## Exercise materials:
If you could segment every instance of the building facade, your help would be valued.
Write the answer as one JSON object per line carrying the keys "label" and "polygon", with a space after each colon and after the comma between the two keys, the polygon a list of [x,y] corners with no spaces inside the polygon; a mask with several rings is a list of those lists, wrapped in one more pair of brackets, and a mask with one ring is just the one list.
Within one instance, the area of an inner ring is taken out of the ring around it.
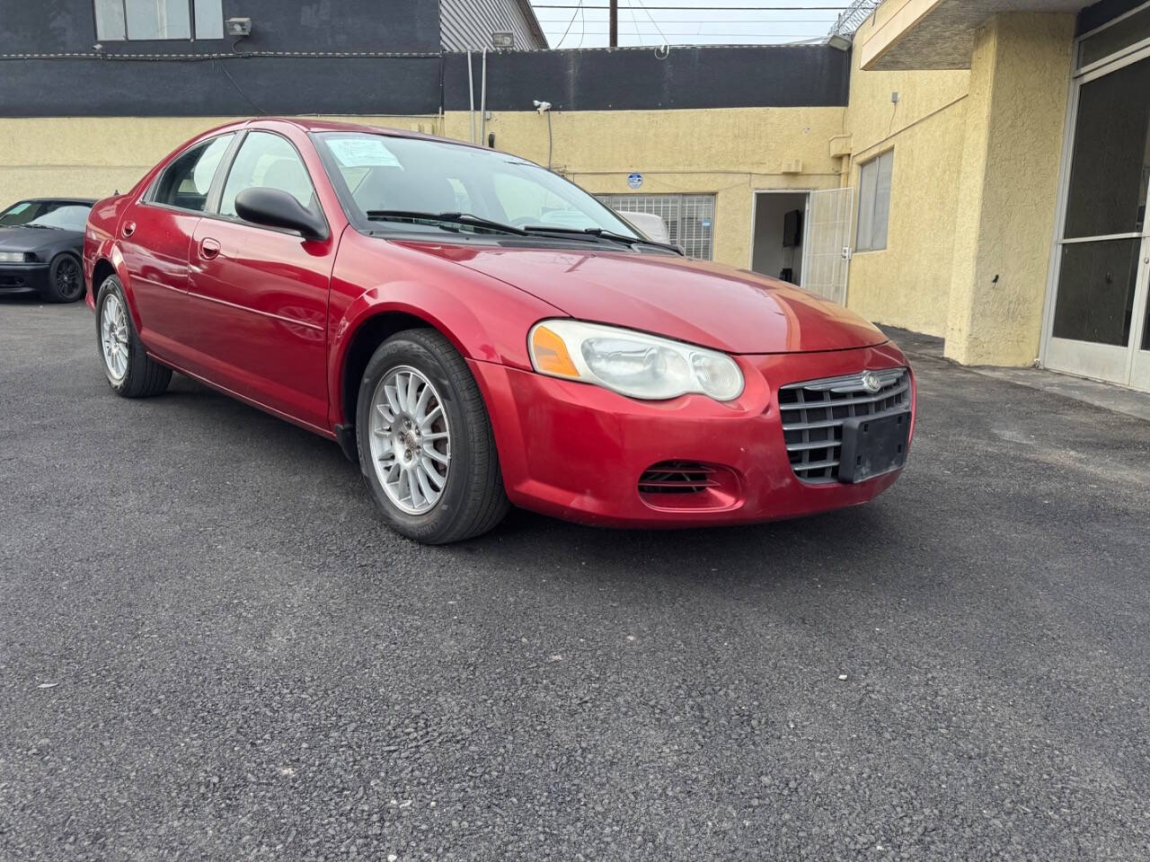
{"label": "building facade", "polygon": [[[696,256],[942,336],[960,362],[1150,390],[1141,0],[885,0],[850,51],[543,51],[526,0],[0,15],[0,200],[110,193],[236,116],[353,116],[547,164]],[[229,17],[251,36],[217,38]]]}

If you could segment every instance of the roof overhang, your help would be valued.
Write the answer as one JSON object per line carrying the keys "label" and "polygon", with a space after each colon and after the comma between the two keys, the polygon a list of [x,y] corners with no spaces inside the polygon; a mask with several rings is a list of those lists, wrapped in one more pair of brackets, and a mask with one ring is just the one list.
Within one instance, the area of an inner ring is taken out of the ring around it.
{"label": "roof overhang", "polygon": [[531,28],[536,38],[543,44],[544,48],[550,47],[547,45],[547,34],[543,32],[543,25],[539,24],[539,18],[535,14],[535,8],[531,6],[531,0],[516,0],[519,8],[523,13],[523,18],[527,21],[527,25]]}
{"label": "roof overhang", "polygon": [[867,70],[969,69],[974,31],[998,13],[1074,13],[1082,0],[887,0],[854,33]]}

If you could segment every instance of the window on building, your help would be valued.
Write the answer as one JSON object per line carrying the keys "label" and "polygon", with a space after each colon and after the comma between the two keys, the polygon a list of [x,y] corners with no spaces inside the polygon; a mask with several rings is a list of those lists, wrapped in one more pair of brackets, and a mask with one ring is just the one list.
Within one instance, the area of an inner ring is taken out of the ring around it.
{"label": "window on building", "polygon": [[890,218],[890,175],[895,168],[895,151],[859,168],[858,252],[876,252],[887,247],[887,223]]}
{"label": "window on building", "polygon": [[689,257],[708,261],[714,256],[715,197],[713,194],[600,194],[599,200],[627,217],[628,213],[652,213],[667,225],[670,241]]}
{"label": "window on building", "polygon": [[222,39],[223,0],[94,0],[95,38]]}
{"label": "window on building", "polygon": [[156,180],[152,202],[202,213],[212,179],[233,137],[228,133],[206,140],[169,164]]}
{"label": "window on building", "polygon": [[245,188],[288,192],[301,207],[310,209],[315,194],[307,168],[296,147],[271,132],[252,132],[236,154],[220,200],[220,215],[236,215],[236,195]]}

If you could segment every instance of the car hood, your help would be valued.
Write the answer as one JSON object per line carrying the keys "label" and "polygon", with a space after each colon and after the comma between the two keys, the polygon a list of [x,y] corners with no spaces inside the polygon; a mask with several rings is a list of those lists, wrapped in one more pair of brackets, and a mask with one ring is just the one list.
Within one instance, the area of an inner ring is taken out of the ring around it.
{"label": "car hood", "polygon": [[0,252],[36,252],[61,245],[83,243],[79,231],[52,228],[0,228]]}
{"label": "car hood", "polygon": [[422,248],[573,317],[728,353],[837,351],[888,340],[845,308],[793,285],[705,261],[603,249]]}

## Exercise task:
All of the data above should be transcribed verbatim, with pictures omitted.

## Result:
If you could segment every instance of the building facade, your help would be valued.
Write the answer as one JSON object per line carrying the keys "label" and "polygon", with a space after each colon and after the comma between the two keys, the polygon a list of [x,y] corners with no spaces inside the polygon; a mask with several rings is a list of those lists, wrapped in one more pair of brackets, and a mask with one ring is just the one list.
Within one instance, the area of an inner ring is taken out of the ring around it.
{"label": "building facade", "polygon": [[[696,256],[942,336],[960,362],[1150,390],[1141,0],[885,0],[850,51],[543,51],[526,0],[0,15],[0,200],[110,193],[236,116],[353,116],[547,164]],[[229,17],[251,36],[217,38]]]}

If you could segment every instance of the roof overhang, your help would be valued.
Write the answer as one JSON object per line carrying the keys "label" and "polygon", with a space after each colon and after the comma between the two keys, the polygon a list of [x,y] corners with no spaces inside the polygon; a mask with several rings is a list of those lists, wrapped in one more pair of brackets, and a mask with one ring is just the one list.
Within one instance, the area of an inner ring is taken out of the ring around it.
{"label": "roof overhang", "polygon": [[531,28],[536,38],[543,44],[544,48],[550,47],[547,45],[547,34],[543,32],[543,25],[539,24],[539,18],[535,14],[535,8],[531,6],[531,0],[516,0],[519,8],[523,13],[523,18],[527,21],[527,25]]}
{"label": "roof overhang", "polygon": [[867,70],[969,69],[974,31],[998,13],[1074,13],[1082,0],[887,0],[854,33]]}

If you could segment every instance of the window on building, your help would be valued.
Write the answer as one JSON object per line carrying the keys "label" and "polygon", with a space after each colon and after the comma between the two keys, the polygon a list of [x,y] corners with no spaces inside the polygon; a mask with several rings is a list of those lists, wrapped in one more pair of brackets, and a mask with one ring is just the one list.
Within one instance, the area of an inner ring is taken out of the ring around it.
{"label": "window on building", "polygon": [[890,218],[890,175],[895,168],[895,151],[859,168],[858,252],[876,252],[887,247],[887,223]]}
{"label": "window on building", "polygon": [[689,257],[708,261],[714,256],[715,197],[713,194],[600,194],[599,200],[627,217],[628,213],[652,213],[667,225],[670,241]]}
{"label": "window on building", "polygon": [[222,39],[223,0],[94,0],[95,38]]}
{"label": "window on building", "polygon": [[156,180],[152,202],[202,213],[212,179],[233,137],[228,133],[206,140],[169,164]]}
{"label": "window on building", "polygon": [[245,188],[288,192],[301,207],[310,209],[315,194],[307,168],[296,147],[271,132],[252,132],[236,154],[220,200],[220,215],[236,215],[236,195]]}

If you could segment every instance of the car hood, your help would be valued.
Write the answer as one JSON object per line carrying the keys "label" and "polygon", with a space after each colon and after the comma between the two keys, the polygon a list of [x,y] corners with no spaces inside the polygon; a mask with several rings is a list of those lists, wrapped in one more pair of brackets, and a mask with one ring is just the one list.
Within one instance, the area of an inner ring is taken out of the ring around it.
{"label": "car hood", "polygon": [[0,252],[36,252],[61,245],[83,243],[79,231],[52,228],[0,228]]}
{"label": "car hood", "polygon": [[422,248],[573,317],[728,353],[837,351],[888,340],[845,308],[793,285],[705,261],[603,249]]}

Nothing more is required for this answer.